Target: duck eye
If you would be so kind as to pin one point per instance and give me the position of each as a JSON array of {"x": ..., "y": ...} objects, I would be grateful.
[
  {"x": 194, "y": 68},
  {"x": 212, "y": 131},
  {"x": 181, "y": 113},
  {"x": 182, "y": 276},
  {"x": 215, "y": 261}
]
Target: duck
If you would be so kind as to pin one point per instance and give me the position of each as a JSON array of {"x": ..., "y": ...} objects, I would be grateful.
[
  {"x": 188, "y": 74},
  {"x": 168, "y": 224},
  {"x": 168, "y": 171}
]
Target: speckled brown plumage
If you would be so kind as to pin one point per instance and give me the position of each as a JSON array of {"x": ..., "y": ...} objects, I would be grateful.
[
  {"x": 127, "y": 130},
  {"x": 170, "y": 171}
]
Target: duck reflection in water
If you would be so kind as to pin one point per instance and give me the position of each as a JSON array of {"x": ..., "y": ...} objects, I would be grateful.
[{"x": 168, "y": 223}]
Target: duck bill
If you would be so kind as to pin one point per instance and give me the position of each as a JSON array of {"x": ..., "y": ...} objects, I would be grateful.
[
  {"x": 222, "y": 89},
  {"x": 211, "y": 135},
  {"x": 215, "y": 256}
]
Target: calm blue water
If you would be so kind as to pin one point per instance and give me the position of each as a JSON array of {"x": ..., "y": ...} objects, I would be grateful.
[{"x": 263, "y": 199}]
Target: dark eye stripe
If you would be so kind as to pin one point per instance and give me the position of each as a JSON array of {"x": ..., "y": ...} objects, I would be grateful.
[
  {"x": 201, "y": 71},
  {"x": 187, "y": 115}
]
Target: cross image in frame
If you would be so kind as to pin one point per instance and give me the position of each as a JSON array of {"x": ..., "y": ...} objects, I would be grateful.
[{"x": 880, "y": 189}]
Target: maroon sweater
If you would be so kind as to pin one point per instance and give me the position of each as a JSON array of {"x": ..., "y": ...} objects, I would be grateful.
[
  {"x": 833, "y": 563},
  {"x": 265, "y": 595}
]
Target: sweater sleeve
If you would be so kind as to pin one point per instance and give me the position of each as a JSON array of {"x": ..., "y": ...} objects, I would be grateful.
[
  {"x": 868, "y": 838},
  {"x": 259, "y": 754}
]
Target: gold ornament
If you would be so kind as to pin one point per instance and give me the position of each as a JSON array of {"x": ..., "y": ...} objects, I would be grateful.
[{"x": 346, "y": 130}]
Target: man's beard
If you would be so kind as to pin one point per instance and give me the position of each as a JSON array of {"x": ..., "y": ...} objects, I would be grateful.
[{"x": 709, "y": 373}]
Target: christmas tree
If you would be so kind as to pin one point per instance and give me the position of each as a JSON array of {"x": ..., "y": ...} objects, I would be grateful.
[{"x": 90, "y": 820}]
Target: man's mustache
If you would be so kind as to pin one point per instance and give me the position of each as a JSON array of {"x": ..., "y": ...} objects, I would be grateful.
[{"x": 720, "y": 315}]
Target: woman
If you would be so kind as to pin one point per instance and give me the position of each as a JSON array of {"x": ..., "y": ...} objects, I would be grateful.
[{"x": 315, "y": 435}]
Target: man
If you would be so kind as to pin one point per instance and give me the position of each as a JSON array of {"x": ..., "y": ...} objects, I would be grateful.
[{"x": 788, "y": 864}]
—————
_Task statement_: Give back the opening line of the records above and every line after it, up to and including the one with "Target: speckled brown plumage", unchanged.

_Exercise output_:
Target: duck eye
If you would be so kind as to pin one point per instance and give me the position of each as a JSON array of {"x": ..., "y": ...} objects, I would be grateful.
[
  {"x": 194, "y": 68},
  {"x": 212, "y": 131},
  {"x": 181, "y": 113},
  {"x": 182, "y": 276},
  {"x": 215, "y": 261}
]
Target: duck
If you would be so kind as to pin one point per instance and give me the position of each as a JSON array of {"x": ..., "y": ...} objects, I would be grateful.
[
  {"x": 188, "y": 74},
  {"x": 168, "y": 224},
  {"x": 168, "y": 171}
]
Target: speckled brown plumage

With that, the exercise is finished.